PASSAGE FOR REVIEW
*** Block opens ***

Friday, July 17, 2020

All People who have been in the ICU for coronavirus are likely to have PTSD that they will have to deal with one way or another

For example, I had whooping cough at 2 which affected me and Blunt Trauma childhood epilepsy which also affected me. At the time I wouldn't have described it as PTSD. I wouldn't have considered my father's statement of "You better get some religion under your belt or you are going to die!  which also was likely a form of PTSD.

Would I have survived all that if I hadn't believed in God? NO. I would have taken myself out without God. If I knew what I was going to have to endure during my life would I have chosen to stay alive without God. No.

So, believing in God through all the worst parts of my life were dependent upon God and Angels for me to survive.

Does this mean you need to believe in God? NO. I'm not saying that. What I'm saying is if I didn't believe in God when I was around 14 or 15 I would be dead now and dead by 15. That's all I'm saying here.

Did I survive the early PTSD of my life by believing in God. Yes!

Would I do it again. Yes!

So, Am I saying that some coronavirus survivors might commit suicide or drive their car off a cliff if they don't believe in God? Yes. I'm likely saying that (especially if another member of their family has died of coronavirus).

So, if people don't believe in God Or some kind of good higher power and a member of their family has died of coronavirus and they recovered from coronavirus you should watch out for them and pray for them if you can worldwide.

Otherwise, there are going to be a whole lot of dead people who survived coronavirus only to lose their lives to medically caused PTSD.

I have also recently in 2015 had Medical PTSD from a burst appendix with complications from the operation where I believed I was going to die for about 1 year until I was able to move on. This didn't make me want to kill myself but my family had to have a lot of patience with me during that year.

So, regarding medical procedure PTSD I have some experience with all this.

So, when my pacemaker was installed on June 2nd I believe 2020  It took me about 1 year to gain the courage to actually do this. So, I realized about 1 year ago I was eventually going to have to do this to stay alive and not die within a couple of years.

*** Block closes ***

Data records
*** Block opens ***

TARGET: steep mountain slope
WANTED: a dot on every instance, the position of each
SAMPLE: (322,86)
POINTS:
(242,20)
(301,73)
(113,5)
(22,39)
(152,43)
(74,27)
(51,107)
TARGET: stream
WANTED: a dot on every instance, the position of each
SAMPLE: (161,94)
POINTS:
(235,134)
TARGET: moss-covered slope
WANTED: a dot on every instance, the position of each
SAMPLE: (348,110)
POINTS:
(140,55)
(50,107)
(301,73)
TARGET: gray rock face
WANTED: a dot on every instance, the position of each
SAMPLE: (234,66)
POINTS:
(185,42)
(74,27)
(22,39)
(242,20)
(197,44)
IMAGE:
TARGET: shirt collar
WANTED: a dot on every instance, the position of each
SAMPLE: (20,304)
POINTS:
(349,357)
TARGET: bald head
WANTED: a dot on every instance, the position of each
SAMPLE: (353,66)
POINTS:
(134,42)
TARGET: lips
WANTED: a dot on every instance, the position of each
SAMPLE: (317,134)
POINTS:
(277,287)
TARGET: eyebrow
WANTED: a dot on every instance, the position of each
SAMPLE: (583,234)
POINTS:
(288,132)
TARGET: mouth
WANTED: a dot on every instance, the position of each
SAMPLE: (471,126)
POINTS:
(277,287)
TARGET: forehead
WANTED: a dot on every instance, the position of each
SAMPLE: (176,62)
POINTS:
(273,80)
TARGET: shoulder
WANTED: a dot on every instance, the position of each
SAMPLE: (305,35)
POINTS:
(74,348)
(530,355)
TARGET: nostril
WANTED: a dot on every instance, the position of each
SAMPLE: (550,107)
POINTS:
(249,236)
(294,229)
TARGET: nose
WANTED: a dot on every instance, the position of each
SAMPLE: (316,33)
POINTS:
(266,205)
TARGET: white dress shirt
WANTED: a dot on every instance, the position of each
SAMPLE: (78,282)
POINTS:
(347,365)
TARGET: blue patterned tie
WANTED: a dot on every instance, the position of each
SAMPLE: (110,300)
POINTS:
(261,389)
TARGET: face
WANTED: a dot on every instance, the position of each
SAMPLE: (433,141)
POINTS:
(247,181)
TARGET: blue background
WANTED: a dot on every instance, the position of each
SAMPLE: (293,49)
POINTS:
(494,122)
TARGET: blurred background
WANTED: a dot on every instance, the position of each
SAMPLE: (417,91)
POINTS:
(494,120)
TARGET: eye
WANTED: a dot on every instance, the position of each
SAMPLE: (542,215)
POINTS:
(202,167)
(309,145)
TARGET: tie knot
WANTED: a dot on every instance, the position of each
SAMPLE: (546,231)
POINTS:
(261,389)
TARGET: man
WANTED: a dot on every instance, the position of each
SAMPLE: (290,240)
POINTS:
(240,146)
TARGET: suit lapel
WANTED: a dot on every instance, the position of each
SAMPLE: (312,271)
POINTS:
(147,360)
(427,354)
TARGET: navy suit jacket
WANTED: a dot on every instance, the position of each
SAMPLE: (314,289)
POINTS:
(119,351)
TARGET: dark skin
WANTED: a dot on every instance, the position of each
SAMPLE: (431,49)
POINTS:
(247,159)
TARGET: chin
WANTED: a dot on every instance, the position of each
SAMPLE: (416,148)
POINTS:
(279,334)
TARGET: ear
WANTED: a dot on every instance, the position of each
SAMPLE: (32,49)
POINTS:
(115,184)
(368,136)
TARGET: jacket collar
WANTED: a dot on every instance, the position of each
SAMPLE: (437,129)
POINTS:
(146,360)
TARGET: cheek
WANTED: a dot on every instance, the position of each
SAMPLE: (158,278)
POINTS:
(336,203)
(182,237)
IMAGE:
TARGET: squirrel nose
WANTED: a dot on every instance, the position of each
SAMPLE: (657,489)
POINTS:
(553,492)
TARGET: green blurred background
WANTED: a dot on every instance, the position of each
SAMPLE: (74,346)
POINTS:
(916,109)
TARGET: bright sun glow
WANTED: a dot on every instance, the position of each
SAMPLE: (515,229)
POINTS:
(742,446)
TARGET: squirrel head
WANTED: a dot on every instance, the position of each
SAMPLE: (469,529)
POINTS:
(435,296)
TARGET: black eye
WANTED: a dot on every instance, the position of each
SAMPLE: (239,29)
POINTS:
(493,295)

*** Block closes ***

PROBLEM TO WORK ON
Quote the blog post on coronavirus survivors and PTSD word for word, between "So, believing in" and "died of coronavirus).", inclusive.

RESPONSE AREA
So, believing in God through all the worst parts of my life were dependent upon God and Angels for me to survive.

Does this mean you need to believe in God? NO. I'm not saying that. What I'm saying is if I didn't believe in God when I was around 14 or 15 I would be dead now and dead by 15. That's all I'm saying here.

Did I survive the early PTSD of my life by believing in God. Yes!

Would I do it again. Yes!

So, Am I saying that some coronavirus survivors might commit suicide or drive their car off a cliff if they don't believe in God? Yes. I'm likely saying that (especially if another member of their family has died of coronavirus).